Using an SCD Type 2 Template in IICS ClearPeaks blog

Using an SCD Type 2 Template in IICS

Informatica Intelligent Cloud Services (IICS) offers a variety of data manipulation templates to jumpstart your project. These templates are pre-built mappings that include the common steps and logic required to tackle some typical data integration, cleansing, and warehousing scenarios.

 

If you haven’t already read them, we recommend you take a look at our previous articles in this blog post series about the benefits and architecture of IICS, JSON to relational table data loading and OpenAPI Integration with IICS.

 

Mapping templates can be used instead of creating custom mappings from scratch. It’s a great way to optimise development efforts, since all the required transformations come pre-built and parametrised. However, using them can be challenging, as there are several variables that need to be set properly. In this article, we will explore the Slowly Changing Dimension (SCD) Type 2 Data Warehousing template.

 

Several other templates are available in IICS. They are classified in the following categories:

 

  1. Data Integration provides mapping templates for common integration patterns. For example, the Merge two data sources template is a mapping that merges two sources so that if a field in one source is empty, the value from the other source is used.
  2. Cleansing provides mapping templates for common cleansing patterns, such as checking the data quality and routing the valid and invalid data to different dynamically created targets.
  3. Warehousing provides mapping templates for common data warehousing scenarios, like the implementation of Slowly Changing Dimensions.

 

 

A Brief Introduction to Slowly Changing Dimensions

 

A Slowly Changing Dimension (SCD) is a dimension that stores and manages both current and historical data over time in a data warehouse. It is considered and implemented as one of the most critical ETL tasks in tracking the history of dimension records.

 

There are three main types of SCDs:

 

SCD Type 1 – Overwriting

 

The new data overwrites the existing data, so the existing data is lost as it is not stored anywhere else. This is the default dimension and you do not need to specify any additional information to create one.

 

SCD Type 2 – Creating Another Dimension Record

 

This SCD retains the full history of values. When the value of a chosen attribute changes, the current record is closed. A new record is created with the changed data values and this new record becomes the current record. Each record contains valid from and valid to and a flag to identify which record is active.

## Goals
**A)** Answer these questions on the IICS article, each on its own line:
(i) Which template merges two sources so that an empty field in one source takes its value from the other?
(ii) Under SCD Type 1, why is the existing data lost?
(iii) Besides valid from and valid to, what does each SCD Type 2 record contain?
**B)** Set down, word for word, the passage of the IICS article from "Several other templates" to "Slowly Changing Dimensions.".
The items after this point are separate material and not part of the IICS article.

## Rows
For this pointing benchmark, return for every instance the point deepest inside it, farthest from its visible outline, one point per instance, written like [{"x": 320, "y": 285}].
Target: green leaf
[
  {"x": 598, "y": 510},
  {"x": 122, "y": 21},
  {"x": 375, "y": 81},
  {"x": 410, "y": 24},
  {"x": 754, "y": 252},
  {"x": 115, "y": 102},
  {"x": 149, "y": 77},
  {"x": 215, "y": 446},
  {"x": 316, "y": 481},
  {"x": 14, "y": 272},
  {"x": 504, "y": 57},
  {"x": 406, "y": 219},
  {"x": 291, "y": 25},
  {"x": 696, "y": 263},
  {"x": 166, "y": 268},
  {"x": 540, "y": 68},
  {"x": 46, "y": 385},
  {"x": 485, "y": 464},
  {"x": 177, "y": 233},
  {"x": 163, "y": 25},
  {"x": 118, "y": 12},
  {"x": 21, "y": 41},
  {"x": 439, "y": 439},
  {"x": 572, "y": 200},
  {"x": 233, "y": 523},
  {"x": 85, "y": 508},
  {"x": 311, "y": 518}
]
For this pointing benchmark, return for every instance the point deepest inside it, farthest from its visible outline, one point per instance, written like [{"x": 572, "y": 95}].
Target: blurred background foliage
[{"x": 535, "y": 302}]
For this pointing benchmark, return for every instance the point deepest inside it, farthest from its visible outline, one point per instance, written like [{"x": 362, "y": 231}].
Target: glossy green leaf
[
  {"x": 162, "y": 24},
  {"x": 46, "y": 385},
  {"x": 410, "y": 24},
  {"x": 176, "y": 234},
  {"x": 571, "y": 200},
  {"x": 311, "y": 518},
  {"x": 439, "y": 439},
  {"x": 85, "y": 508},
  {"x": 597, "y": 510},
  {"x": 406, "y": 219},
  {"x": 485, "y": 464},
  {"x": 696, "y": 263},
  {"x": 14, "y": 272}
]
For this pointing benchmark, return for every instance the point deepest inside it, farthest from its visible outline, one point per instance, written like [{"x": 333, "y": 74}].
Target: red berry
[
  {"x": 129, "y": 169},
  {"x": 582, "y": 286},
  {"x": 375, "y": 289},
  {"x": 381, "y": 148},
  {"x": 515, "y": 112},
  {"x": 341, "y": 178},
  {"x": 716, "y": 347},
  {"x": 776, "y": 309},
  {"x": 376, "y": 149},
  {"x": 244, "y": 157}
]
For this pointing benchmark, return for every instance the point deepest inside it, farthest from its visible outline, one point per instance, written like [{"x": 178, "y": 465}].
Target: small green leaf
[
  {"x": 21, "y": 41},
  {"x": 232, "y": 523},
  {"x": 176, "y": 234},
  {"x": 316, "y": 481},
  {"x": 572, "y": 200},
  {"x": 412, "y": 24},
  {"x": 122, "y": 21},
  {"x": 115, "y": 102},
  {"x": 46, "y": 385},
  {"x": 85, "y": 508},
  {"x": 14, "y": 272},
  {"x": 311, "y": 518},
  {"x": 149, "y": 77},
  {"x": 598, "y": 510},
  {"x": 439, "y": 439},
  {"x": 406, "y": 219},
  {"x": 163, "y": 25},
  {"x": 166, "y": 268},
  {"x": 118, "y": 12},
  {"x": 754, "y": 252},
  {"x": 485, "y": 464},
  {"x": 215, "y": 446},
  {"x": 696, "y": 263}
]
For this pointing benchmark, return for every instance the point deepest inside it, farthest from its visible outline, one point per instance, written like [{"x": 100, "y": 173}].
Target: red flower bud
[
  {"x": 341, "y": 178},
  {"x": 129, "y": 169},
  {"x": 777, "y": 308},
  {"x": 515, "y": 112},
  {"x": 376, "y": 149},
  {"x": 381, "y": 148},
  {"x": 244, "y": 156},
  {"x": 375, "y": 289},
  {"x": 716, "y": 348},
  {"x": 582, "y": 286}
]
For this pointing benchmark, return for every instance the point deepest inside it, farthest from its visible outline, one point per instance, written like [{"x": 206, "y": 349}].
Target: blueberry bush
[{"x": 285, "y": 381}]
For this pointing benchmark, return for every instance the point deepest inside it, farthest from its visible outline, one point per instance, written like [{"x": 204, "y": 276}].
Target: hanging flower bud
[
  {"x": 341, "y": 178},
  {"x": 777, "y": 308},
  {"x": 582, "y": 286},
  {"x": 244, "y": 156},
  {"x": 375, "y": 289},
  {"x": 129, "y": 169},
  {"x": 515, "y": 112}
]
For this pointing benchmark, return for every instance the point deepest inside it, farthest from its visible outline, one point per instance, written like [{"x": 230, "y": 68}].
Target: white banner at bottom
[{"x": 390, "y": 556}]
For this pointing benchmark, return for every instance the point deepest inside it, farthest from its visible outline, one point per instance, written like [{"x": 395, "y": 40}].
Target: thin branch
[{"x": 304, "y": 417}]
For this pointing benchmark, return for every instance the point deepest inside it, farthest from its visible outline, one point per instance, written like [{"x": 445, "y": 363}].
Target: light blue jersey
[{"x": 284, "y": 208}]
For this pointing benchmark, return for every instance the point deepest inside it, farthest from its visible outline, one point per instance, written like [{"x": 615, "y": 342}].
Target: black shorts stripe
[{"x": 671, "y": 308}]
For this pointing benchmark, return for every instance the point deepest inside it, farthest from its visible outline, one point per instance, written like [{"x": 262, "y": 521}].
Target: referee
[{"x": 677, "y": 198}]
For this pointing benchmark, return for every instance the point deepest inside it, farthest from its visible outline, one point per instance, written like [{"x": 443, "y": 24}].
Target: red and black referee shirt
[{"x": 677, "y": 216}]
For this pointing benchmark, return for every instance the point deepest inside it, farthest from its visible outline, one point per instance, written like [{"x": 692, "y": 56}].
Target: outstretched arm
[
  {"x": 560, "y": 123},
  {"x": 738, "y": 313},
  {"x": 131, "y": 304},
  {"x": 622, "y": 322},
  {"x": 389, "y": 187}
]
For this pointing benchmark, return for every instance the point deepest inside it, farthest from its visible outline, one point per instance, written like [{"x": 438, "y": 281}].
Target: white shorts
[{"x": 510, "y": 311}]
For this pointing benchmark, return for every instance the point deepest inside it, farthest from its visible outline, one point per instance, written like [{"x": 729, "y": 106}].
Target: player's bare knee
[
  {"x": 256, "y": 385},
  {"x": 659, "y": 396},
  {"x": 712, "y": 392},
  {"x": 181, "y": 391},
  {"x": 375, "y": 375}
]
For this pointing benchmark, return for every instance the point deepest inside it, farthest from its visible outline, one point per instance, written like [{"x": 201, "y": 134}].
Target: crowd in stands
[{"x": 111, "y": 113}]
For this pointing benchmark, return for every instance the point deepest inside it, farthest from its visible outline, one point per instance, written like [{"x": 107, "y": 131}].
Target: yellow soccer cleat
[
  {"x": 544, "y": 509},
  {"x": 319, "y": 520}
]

## Results by task
**A)**
(i) The Merge two data sources template.
(ii) The new data overwrites it, and it is not stored anywhere else.
(iii) A flag to identify which record is active.

**B)**
Several other templates are available in IICS. They are classified in the following categories:

 

  1. Data Integration provides mapping templates for common integration patterns. For example, the Merge two data sources template is a mapping that merges two sources so that if a field in one source is empty, the value from the other source is used.
  2. Cleansing provides mapping templates for common cleansing patterns, such as checking the data quality and routing the valid and invalid data to different dynamically created targets.
  3. Warehousing provides mapping templates for common data warehousing scenarios, like the implementation of Slowly Changing Dimensions.